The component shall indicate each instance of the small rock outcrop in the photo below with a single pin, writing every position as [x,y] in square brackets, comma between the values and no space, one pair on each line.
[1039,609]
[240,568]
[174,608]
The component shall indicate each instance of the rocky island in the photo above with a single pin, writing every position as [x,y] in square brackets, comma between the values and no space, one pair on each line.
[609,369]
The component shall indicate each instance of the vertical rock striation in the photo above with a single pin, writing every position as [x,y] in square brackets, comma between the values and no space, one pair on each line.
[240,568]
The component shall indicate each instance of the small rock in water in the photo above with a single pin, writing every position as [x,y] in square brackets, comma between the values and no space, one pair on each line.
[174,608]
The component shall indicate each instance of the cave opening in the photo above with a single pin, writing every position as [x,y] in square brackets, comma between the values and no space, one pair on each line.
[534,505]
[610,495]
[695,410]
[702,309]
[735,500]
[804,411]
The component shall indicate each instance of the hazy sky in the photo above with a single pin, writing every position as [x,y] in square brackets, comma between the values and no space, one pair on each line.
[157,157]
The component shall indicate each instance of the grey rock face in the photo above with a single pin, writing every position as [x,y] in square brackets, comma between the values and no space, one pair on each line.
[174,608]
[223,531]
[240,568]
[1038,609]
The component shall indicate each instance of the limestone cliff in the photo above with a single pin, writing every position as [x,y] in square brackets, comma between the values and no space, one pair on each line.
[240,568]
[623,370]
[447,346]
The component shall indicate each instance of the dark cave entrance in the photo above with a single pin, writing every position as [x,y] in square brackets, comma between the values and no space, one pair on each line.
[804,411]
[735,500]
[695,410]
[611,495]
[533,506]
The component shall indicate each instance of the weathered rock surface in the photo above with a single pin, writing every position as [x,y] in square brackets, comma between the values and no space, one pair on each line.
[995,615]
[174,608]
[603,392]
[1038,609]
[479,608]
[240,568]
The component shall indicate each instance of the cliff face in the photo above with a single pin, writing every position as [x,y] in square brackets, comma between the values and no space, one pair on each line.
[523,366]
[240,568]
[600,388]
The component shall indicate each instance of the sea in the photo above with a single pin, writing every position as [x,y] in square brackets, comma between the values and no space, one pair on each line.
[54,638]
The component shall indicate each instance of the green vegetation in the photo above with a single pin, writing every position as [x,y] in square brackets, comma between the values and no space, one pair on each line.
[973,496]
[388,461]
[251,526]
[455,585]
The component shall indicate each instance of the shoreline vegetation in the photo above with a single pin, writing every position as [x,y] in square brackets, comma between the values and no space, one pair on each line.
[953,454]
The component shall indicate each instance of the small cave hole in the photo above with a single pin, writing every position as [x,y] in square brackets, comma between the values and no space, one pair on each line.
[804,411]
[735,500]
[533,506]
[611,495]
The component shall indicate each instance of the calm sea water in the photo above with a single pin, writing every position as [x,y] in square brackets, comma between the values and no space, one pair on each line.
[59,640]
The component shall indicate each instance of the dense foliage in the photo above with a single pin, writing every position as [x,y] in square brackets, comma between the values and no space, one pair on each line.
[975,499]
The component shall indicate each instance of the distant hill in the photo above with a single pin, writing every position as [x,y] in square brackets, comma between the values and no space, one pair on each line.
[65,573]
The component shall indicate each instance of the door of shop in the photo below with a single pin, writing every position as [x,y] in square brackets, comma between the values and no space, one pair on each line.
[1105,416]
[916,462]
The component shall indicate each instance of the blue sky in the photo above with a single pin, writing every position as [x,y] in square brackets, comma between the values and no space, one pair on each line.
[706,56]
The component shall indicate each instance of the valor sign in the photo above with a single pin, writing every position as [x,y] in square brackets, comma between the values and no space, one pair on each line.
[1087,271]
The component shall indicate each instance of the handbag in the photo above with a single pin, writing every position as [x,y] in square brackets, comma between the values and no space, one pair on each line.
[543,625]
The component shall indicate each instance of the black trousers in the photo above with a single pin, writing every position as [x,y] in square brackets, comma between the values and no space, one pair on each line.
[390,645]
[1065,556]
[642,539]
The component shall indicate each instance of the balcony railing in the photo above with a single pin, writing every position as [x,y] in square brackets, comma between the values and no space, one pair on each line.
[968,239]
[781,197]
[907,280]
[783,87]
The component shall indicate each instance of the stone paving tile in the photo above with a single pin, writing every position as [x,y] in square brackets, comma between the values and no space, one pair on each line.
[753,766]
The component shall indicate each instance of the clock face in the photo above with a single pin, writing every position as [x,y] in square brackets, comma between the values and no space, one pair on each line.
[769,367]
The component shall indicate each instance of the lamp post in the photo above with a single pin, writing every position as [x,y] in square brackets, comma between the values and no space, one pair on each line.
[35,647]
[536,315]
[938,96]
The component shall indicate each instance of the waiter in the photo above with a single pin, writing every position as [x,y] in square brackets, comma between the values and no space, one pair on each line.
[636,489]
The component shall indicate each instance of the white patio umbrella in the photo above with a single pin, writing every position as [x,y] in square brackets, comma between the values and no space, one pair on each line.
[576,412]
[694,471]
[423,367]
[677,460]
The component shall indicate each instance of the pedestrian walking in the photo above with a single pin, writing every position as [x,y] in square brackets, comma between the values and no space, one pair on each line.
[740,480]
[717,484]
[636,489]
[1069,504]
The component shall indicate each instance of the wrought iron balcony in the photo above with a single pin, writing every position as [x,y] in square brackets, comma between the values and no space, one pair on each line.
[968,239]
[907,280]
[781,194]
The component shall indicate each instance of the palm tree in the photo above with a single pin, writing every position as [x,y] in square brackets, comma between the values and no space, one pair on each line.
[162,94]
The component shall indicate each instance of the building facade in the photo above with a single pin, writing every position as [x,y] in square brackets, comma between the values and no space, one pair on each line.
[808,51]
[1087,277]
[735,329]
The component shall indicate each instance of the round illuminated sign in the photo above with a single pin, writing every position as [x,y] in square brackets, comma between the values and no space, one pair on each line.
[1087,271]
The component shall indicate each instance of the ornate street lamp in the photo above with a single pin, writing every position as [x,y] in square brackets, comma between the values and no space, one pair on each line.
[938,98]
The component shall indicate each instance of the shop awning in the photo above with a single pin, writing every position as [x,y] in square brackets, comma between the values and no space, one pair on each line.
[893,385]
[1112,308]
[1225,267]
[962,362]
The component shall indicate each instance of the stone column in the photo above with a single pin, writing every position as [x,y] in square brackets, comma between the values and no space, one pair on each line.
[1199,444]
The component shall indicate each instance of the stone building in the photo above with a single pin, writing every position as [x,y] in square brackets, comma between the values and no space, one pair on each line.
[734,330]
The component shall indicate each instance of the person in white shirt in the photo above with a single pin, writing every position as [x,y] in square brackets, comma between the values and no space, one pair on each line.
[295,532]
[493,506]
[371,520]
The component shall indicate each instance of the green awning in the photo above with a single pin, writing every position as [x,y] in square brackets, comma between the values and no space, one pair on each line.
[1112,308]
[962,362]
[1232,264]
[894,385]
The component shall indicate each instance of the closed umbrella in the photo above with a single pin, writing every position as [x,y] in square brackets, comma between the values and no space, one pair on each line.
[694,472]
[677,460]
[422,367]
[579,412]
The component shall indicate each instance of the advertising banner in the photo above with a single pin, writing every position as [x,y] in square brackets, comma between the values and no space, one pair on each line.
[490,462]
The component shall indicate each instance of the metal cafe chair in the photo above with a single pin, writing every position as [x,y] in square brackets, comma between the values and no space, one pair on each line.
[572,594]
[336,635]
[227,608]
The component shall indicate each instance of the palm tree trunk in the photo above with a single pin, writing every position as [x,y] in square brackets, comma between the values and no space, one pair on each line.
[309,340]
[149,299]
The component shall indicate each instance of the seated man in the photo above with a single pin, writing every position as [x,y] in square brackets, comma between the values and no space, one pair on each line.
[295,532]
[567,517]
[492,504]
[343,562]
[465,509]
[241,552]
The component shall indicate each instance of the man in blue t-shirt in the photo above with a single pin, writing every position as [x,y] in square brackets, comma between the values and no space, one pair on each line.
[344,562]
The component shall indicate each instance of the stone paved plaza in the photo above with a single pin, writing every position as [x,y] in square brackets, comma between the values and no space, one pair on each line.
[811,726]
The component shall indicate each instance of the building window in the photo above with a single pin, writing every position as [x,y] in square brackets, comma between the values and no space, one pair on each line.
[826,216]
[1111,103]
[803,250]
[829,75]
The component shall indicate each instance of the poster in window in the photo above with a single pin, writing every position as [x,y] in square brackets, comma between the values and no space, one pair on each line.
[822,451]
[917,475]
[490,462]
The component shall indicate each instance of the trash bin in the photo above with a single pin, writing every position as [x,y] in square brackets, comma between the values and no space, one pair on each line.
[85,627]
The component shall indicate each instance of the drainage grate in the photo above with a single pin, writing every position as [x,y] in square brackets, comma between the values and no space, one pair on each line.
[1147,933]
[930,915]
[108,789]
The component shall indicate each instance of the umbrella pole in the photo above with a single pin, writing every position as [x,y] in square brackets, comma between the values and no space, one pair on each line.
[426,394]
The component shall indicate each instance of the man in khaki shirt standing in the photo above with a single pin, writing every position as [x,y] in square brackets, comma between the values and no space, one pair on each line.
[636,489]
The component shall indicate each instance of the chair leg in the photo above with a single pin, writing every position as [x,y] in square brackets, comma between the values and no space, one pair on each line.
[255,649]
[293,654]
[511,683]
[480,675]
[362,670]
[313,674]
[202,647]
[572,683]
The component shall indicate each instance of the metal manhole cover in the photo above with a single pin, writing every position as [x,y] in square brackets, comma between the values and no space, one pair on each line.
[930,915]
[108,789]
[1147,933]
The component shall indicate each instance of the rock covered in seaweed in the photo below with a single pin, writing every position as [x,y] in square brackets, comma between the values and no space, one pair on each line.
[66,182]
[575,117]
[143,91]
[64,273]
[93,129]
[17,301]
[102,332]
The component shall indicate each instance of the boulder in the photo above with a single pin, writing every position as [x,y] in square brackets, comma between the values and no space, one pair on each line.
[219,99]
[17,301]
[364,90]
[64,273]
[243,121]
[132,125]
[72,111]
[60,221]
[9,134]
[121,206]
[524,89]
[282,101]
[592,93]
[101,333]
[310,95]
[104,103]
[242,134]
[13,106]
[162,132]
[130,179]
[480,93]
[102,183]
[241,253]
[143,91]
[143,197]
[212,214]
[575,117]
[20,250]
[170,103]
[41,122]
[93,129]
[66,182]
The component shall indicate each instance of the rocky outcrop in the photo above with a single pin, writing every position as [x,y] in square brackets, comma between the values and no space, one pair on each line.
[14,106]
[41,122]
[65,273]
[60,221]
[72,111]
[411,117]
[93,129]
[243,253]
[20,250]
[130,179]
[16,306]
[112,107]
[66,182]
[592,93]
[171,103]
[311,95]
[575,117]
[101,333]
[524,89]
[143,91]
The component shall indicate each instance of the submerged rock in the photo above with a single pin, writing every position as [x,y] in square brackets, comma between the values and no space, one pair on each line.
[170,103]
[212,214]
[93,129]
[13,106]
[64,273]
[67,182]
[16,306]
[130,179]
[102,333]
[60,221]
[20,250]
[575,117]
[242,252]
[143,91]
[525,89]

Prompt:
Give back, exactly as written, the lines from the one with "The component shall indicate each instance of the rock covered" to the last line.

Answer to the exercise:
The component shall indicate each instance of the rock covered in seaweed in the photo below with a single pin, writing every position as [x,y] in square brackets, comma between the values and no space, one pair on each line.
[66,182]
[575,117]
[143,91]
[64,273]
[93,129]
[17,301]
[102,332]
The component shall indicate each instance of the boulder in the photo above with a single pin, writing every position as [x,y] in square brackets, comma between the values and no space, one pair on each line.
[219,99]
[17,301]
[364,90]
[64,273]
[243,121]
[132,125]
[72,111]
[60,221]
[9,134]
[121,206]
[524,89]
[282,101]
[592,93]
[101,333]
[310,95]
[104,103]
[242,134]
[13,106]
[162,132]
[130,179]
[480,93]
[102,183]
[241,253]
[143,91]
[143,197]
[212,214]
[575,117]
[20,250]
[170,103]
[41,122]
[93,129]
[66,182]
The component shall indicate each instance of the rocky outcrop in the photo above with a single pin, writing every position as [x,y] in square brackets, comma between the values and no space, one pair on each line.
[14,106]
[41,122]
[65,273]
[60,221]
[72,111]
[411,117]
[93,129]
[243,253]
[20,250]
[130,179]
[16,306]
[112,107]
[66,182]
[592,93]
[171,103]
[311,95]
[575,117]
[101,333]
[524,89]
[143,91]
The component shall indicate each instance of the submerged rock in the photo above with a single pin, writing every position as [x,y] in square brackets, comma between the values and no space, one pair on each line.
[170,103]
[212,214]
[93,129]
[13,106]
[64,273]
[67,182]
[16,306]
[130,179]
[102,333]
[60,221]
[20,250]
[575,117]
[242,252]
[143,91]
[525,89]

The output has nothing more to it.